Énoncé écrit: Extraire toutes les lignes des items ci-dessous et les reproduire à l'identique, sans rien y changer.

Données d'étiquetage et de segmentation:
==*==
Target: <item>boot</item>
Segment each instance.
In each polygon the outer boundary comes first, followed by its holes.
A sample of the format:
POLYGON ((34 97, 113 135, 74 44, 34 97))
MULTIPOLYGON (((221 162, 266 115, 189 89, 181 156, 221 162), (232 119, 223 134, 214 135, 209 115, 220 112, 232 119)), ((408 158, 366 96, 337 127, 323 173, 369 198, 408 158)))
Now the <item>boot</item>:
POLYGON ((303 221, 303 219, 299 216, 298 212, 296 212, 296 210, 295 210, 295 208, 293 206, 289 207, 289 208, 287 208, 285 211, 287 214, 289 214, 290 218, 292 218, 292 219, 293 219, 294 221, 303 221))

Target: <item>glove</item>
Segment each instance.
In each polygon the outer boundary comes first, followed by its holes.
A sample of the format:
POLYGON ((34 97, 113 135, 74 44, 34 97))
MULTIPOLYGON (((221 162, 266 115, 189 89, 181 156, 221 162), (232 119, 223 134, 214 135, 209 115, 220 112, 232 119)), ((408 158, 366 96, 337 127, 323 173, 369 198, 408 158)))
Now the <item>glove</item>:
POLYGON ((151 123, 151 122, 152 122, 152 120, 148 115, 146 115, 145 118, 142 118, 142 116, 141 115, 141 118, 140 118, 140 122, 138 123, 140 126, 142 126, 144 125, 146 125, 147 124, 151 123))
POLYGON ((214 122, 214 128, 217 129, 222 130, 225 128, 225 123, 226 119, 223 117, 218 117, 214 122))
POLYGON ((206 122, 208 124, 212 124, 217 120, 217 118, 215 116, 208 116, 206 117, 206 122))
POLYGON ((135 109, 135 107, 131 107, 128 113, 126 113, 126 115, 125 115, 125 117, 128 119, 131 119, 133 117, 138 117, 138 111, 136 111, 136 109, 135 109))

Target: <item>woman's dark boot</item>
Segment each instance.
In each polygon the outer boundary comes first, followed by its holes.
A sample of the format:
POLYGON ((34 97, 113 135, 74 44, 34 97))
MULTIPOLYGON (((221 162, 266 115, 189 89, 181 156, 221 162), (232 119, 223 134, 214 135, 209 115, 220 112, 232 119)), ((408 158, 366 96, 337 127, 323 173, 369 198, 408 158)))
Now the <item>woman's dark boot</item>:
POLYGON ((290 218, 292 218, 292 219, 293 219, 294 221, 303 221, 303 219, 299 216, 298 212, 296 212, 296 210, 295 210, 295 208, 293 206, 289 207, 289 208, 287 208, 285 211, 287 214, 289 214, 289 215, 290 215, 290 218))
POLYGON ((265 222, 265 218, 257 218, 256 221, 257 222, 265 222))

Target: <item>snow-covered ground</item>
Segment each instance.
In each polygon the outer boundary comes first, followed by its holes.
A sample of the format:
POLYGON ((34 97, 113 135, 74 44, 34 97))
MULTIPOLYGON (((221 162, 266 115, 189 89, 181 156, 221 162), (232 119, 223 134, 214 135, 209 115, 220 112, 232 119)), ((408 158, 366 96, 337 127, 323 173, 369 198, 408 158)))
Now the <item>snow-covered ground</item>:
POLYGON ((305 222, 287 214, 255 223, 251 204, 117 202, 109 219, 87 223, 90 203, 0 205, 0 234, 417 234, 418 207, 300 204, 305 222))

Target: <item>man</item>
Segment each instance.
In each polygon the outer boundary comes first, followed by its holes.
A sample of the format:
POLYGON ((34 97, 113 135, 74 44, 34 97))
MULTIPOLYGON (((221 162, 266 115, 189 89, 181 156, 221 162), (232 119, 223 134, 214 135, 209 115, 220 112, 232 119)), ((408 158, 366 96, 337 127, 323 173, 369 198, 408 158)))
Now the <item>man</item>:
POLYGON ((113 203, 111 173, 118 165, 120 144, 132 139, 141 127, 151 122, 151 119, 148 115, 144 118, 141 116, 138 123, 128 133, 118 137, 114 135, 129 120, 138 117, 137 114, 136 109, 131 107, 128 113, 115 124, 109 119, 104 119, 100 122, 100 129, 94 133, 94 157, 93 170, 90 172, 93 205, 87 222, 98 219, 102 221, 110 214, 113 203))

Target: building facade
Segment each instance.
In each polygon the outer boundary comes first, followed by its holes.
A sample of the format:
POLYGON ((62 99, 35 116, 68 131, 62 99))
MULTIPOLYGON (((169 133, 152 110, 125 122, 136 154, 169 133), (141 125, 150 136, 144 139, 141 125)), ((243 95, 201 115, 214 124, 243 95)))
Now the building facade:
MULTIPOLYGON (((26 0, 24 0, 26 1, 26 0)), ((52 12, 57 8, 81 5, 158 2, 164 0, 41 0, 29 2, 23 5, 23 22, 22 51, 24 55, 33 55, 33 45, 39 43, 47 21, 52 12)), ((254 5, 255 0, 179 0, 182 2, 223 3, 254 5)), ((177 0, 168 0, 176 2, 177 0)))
==*==
Corrigé détaillé:
Target: <item>boot</item>
Segment each instance.
In each polygon the outer boundary comes first, followed by its holes.
A sample of the format:
POLYGON ((34 97, 113 135, 74 44, 34 97))
MULTIPOLYGON (((221 162, 266 115, 189 89, 181 156, 221 162), (232 119, 223 134, 214 135, 209 115, 220 112, 232 119)), ((408 158, 366 96, 337 127, 323 173, 369 198, 408 158)))
Now the <item>boot</item>:
POLYGON ((303 221, 303 219, 299 216, 298 212, 296 212, 296 210, 295 210, 295 208, 293 206, 289 207, 289 208, 287 208, 285 211, 287 214, 289 214, 290 218, 292 218, 292 219, 293 219, 294 221, 303 221))

Target: <item>glove</item>
Segment each instance.
In each polygon the outer boundary comes first, followed by its holes.
A sample of the format:
POLYGON ((34 97, 113 135, 74 44, 34 97))
MULTIPOLYGON (((221 162, 266 115, 189 89, 181 156, 221 162), (232 119, 223 134, 214 135, 209 115, 220 112, 232 119)), ((408 158, 366 96, 337 127, 323 173, 369 198, 408 158)))
Now the <item>glove</item>:
POLYGON ((151 123, 151 122, 152 122, 152 120, 148 115, 146 115, 145 118, 142 118, 142 116, 141 115, 141 118, 140 118, 140 122, 138 123, 140 126, 142 126, 144 125, 146 125, 147 124, 151 123))
POLYGON ((214 122, 214 128, 217 129, 222 130, 225 128, 225 123, 226 119, 223 117, 218 117, 214 122))
POLYGON ((206 122, 208 124, 212 124, 217 120, 217 118, 215 116, 208 116, 206 117, 206 122))
POLYGON ((135 109, 135 107, 131 107, 128 113, 126 113, 126 115, 125 115, 125 117, 128 119, 131 119, 133 117, 138 117, 138 111, 136 111, 136 109, 135 109))

Target: <item>woman's dark boot</item>
Segment each instance.
In each polygon the outer boundary comes first, followed by its holes.
A sample of the format:
POLYGON ((34 97, 113 135, 74 44, 34 97))
MULTIPOLYGON (((221 162, 266 115, 189 89, 181 156, 221 162), (232 119, 223 134, 214 135, 209 115, 220 112, 232 119)), ((408 158, 366 96, 337 127, 323 173, 369 198, 408 158)))
Now the <item>woman's dark boot</item>:
POLYGON ((290 218, 292 218, 292 219, 293 219, 294 221, 303 221, 303 219, 299 216, 298 212, 296 212, 296 210, 295 210, 295 208, 293 206, 289 207, 289 208, 287 208, 285 211, 287 214, 289 214, 289 215, 290 215, 290 218))
POLYGON ((265 222, 265 218, 257 218, 256 221, 257 222, 265 222))

Target: <item>snow-covered ground</item>
Segment each instance.
In each polygon the outer boundary comes first, followed by its holes.
A sample of the format:
POLYGON ((34 97, 113 135, 74 44, 34 97))
MULTIPOLYGON (((221 162, 266 115, 189 89, 181 156, 221 162), (232 119, 223 134, 214 135, 209 115, 220 112, 232 119)), ((408 158, 366 96, 337 127, 323 173, 369 198, 408 158)))
Now the <item>snow-covered ground</item>:
POLYGON ((305 222, 287 214, 255 223, 251 204, 117 202, 109 219, 87 223, 90 203, 0 205, 0 234, 417 234, 418 207, 300 204, 305 222))

Target: <item>man</item>
Segment each instance.
In each polygon the outer boundary comes first, followed by its holes.
A sample of the format:
POLYGON ((34 97, 113 135, 74 44, 34 97))
MULTIPOLYGON (((221 162, 266 115, 189 89, 181 156, 221 162), (232 119, 223 134, 214 135, 209 115, 220 112, 232 119)), ((408 158, 366 96, 337 127, 323 173, 369 198, 408 158)))
Now the <item>man</item>:
POLYGON ((113 203, 111 173, 118 165, 120 144, 132 139, 141 127, 151 122, 151 119, 148 115, 144 118, 141 116, 138 123, 128 133, 118 137, 114 135, 129 120, 138 117, 137 114, 136 109, 131 107, 128 113, 115 124, 109 119, 104 119, 100 122, 100 129, 94 133, 94 157, 93 170, 90 172, 93 205, 87 222, 98 219, 102 221, 110 214, 113 203))

Target: building facade
Segment each instance.
In each polygon the outer boundary comes first, followed by its holes.
A sample of the format:
POLYGON ((62 99, 35 116, 68 131, 62 99))
MULTIPOLYGON (((169 133, 152 110, 125 122, 136 154, 169 133), (141 125, 150 136, 144 139, 141 125)), ((243 95, 201 115, 214 124, 243 95)))
Now the building facade:
MULTIPOLYGON (((26 0, 24 0, 26 1, 26 0)), ((52 12, 57 8, 81 5, 158 2, 164 0, 41 0, 29 2, 23 5, 23 22, 22 51, 24 55, 33 55, 33 45, 39 43, 47 21, 52 12)), ((254 5, 255 0, 179 0, 182 2, 223 3, 254 5)), ((177 0, 168 0, 176 2, 177 0)))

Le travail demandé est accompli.